- Text segment
How to Publish Artifacts Like a Portfolio Champ

You have created your TWU Portfolio site, looked at the sample artifacts, and maybe now you are staring at the empty composition screen to create new ones. What do you do?

Your portfolio artifacts use the same components as typical blog posts– a title, some categories, optional tags, media, links, and a place to write about them. Artifacts are stored in their own area on your site, aside from blog posts (this means you can use blog posts for more ongoing narrative about your learning process).

In terms of what to define as an artifact; see the Artifacts 101 post on this site.

But how do you write them in this WordPress site? We have a few suggestions.

How to Write Them

There is no shortage of web sites, books, articles with tips on how to write blog posts. Many are wrapped in goals of branding and growing readership. We are more interested in seeing you write reflectively about your learning at TWU.

There are no absolute rules to blogging/portfolio writing – the idea of it being your portfolio means you can define your own style. But it is an ongoing practice, the process of writing over and over again will lead you hone your own style, tone, and voice that are yours. After all, you are writing in a space you own and manage. Do not feel like you have to try to sound scholarly.

- Requests
1 – According to the guide on publishing portfolio artifacts, where are artifacts stored on the site?
2 – Continue the guide on writing portfolio artifacts from the point where it ends.

(Object location annotation data)

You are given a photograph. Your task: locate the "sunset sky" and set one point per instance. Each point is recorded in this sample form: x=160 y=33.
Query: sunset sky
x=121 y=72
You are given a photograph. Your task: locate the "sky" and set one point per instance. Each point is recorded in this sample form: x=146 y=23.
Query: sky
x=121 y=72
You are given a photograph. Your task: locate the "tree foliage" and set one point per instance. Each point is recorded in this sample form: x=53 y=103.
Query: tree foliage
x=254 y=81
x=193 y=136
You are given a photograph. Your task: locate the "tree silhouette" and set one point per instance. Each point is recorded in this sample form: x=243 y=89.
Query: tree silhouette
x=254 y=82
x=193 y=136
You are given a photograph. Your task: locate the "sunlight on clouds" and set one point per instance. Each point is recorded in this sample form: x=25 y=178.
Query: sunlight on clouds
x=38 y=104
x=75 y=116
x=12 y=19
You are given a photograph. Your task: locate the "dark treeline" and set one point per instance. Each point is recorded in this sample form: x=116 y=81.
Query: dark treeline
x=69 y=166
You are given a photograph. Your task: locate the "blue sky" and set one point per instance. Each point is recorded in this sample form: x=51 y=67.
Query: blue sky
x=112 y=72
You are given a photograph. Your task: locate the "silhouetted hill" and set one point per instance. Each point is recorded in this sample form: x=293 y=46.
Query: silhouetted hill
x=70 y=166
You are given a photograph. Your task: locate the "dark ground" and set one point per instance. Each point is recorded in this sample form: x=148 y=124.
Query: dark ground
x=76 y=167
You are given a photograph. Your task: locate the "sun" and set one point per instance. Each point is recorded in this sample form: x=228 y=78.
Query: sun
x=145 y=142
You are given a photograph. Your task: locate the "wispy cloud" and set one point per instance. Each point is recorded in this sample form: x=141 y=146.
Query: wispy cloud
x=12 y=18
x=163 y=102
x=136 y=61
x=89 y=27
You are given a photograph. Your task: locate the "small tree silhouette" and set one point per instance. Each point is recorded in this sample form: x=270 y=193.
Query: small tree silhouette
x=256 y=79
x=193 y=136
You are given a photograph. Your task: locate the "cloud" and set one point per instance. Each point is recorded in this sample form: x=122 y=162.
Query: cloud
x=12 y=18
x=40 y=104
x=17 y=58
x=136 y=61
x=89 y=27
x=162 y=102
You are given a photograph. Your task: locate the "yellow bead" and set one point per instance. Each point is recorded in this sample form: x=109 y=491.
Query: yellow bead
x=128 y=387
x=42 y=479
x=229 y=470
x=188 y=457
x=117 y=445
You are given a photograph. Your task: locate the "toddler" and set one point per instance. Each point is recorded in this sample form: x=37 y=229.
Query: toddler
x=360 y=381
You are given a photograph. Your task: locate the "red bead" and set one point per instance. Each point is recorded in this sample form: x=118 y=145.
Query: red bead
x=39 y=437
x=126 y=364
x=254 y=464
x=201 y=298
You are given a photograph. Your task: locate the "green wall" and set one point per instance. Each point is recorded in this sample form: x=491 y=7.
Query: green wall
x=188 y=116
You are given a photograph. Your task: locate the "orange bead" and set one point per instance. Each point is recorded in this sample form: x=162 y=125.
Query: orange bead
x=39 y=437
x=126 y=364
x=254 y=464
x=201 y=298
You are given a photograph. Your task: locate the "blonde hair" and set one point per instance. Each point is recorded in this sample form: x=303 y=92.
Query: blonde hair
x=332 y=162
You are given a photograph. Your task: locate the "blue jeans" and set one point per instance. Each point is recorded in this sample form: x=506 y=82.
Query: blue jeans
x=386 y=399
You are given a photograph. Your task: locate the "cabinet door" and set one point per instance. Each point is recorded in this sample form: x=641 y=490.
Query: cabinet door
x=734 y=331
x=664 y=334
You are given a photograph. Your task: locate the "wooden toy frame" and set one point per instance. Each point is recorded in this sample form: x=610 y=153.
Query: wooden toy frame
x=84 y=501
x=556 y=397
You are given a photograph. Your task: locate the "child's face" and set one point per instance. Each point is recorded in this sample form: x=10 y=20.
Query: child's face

- Answers in order
1 – In their own area on the site, separate from blog posts.

2 –
So just write. And publish. And review. And do it again. You get better at this by doing more of it.

Much of the how to write online advice will talk about considering your audience, but for the kind of writing you do in a portfolio, you are first writing for yourself, the audience is second. Author Cory Doctorow framed it well long ago (in 2002) in My Blog, My Outboard Brain. Use your portfolio for yourself, to work out ideas about your learning, what worked, what did not.

You Had Me at the Title

Colours


Colours flickr photo by Camdiluv ♥ shared under a Creative Commons (BY-SA) license

We might say “Don’t Bore Me With Your Artifact Title!” This means thik of a more creative title than “Math Artifacts”, “Project Reflection”, “Science Project.” Would any of those titles make you curious to read further? Do they invite you inside?

The title is the first thing portfolio readers see when they look at your site, or when your posts are listed in a sidebar, or when you share it in social media or any other public sites. The title is the headline, the elevator pitch.

You can do many things with titles- from literal and descriptive, to word play, to using allusions to pop culture or history (did you catch the reference to the title for this section?).

Put some thought into the title, or refine it before you publish.

But you will never look at titles again until you see the top 12 ways to write an artifa…. no, do not do click bait (or if you do, make it satirical).

Think, Write, Connect with Hyperlinks

rainbow


rainbow flickr photo by hownowdesign shared under a Creative Commons (BY-NC-ND) license

What could a web be without links that connect ideas? Hyperlinks are the fundamental unit of connection; use them in your artifact writing. They can help people understand something you are writing to, without having to explain it in great detail.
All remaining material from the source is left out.